## [Data to use]

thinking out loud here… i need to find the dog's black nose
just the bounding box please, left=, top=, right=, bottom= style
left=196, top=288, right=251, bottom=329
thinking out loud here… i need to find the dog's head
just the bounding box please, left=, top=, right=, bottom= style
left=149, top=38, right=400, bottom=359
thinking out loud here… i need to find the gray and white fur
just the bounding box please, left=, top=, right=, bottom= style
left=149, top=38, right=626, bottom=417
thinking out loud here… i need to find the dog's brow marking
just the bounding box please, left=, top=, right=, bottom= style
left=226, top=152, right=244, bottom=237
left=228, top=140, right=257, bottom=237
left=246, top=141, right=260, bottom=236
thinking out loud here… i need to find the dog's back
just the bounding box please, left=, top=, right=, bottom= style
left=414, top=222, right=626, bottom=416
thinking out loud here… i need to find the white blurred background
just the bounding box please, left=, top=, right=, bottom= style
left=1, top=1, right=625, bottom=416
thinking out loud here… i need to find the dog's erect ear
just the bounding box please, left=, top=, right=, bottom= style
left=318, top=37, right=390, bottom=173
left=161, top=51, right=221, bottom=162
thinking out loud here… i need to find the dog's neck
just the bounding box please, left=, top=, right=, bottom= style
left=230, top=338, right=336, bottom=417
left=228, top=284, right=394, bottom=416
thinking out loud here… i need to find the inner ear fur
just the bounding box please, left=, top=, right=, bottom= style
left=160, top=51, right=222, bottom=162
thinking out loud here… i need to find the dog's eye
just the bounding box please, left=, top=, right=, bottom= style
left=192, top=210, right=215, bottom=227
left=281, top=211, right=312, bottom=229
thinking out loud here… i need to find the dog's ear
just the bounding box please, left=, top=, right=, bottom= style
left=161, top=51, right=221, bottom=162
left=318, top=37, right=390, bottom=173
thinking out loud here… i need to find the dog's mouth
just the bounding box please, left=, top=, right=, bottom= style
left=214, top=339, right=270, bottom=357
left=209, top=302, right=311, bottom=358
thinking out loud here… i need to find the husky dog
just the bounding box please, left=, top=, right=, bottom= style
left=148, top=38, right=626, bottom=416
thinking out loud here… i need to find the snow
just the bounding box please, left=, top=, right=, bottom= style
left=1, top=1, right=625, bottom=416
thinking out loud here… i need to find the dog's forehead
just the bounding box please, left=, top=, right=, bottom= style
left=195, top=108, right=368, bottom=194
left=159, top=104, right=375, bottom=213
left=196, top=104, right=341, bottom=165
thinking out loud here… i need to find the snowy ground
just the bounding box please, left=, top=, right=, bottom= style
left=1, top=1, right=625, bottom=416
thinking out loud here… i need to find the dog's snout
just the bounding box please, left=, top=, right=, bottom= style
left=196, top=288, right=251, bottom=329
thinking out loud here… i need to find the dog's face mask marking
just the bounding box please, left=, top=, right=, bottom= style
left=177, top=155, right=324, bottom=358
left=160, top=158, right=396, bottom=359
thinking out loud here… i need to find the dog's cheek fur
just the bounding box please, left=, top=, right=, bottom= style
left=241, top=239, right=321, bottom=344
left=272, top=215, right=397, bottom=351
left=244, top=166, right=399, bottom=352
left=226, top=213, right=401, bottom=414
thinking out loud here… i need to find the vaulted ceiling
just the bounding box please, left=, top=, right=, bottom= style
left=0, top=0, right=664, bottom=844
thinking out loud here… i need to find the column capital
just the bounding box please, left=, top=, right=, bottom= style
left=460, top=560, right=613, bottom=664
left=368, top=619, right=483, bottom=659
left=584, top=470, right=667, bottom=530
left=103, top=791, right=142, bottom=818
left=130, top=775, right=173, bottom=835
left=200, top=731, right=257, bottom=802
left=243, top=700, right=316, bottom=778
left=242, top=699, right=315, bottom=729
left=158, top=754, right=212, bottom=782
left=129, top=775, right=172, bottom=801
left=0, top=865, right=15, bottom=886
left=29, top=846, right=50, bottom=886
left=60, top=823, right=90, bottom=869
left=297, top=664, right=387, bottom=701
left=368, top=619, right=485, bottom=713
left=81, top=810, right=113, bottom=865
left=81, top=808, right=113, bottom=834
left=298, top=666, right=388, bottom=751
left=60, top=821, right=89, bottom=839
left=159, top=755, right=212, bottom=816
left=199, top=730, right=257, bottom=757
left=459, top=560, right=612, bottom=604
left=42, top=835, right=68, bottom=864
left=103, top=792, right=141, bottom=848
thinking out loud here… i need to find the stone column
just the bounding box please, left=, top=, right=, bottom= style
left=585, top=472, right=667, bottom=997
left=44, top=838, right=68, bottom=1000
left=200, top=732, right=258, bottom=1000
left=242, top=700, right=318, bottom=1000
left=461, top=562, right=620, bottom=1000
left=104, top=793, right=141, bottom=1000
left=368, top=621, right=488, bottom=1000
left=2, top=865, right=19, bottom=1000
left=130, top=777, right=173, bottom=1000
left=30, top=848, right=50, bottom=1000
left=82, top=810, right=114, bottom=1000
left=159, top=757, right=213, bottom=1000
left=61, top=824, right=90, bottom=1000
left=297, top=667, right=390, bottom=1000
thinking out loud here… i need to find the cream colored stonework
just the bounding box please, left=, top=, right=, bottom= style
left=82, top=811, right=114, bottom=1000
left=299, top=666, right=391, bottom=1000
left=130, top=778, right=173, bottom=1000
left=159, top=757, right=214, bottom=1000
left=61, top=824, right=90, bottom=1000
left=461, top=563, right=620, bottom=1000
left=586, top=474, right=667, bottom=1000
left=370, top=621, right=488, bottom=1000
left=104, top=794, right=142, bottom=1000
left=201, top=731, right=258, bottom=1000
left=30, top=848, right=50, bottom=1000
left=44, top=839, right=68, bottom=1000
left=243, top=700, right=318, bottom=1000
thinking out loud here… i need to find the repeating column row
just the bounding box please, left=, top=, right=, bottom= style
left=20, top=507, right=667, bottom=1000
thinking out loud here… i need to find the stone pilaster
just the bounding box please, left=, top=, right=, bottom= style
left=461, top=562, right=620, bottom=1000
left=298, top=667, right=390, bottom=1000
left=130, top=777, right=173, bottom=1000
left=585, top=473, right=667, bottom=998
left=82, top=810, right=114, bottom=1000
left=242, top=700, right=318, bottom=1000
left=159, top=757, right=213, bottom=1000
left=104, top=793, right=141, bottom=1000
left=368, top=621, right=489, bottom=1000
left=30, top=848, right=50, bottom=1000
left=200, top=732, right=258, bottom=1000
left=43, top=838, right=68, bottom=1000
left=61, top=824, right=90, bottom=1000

## [Your goal]
Each line of the data that has the string "white" should be returned.

## [Answer box]
thinking out loud here… i need to find the gray and white fur
thinking out loud here… i need to find the white blurred background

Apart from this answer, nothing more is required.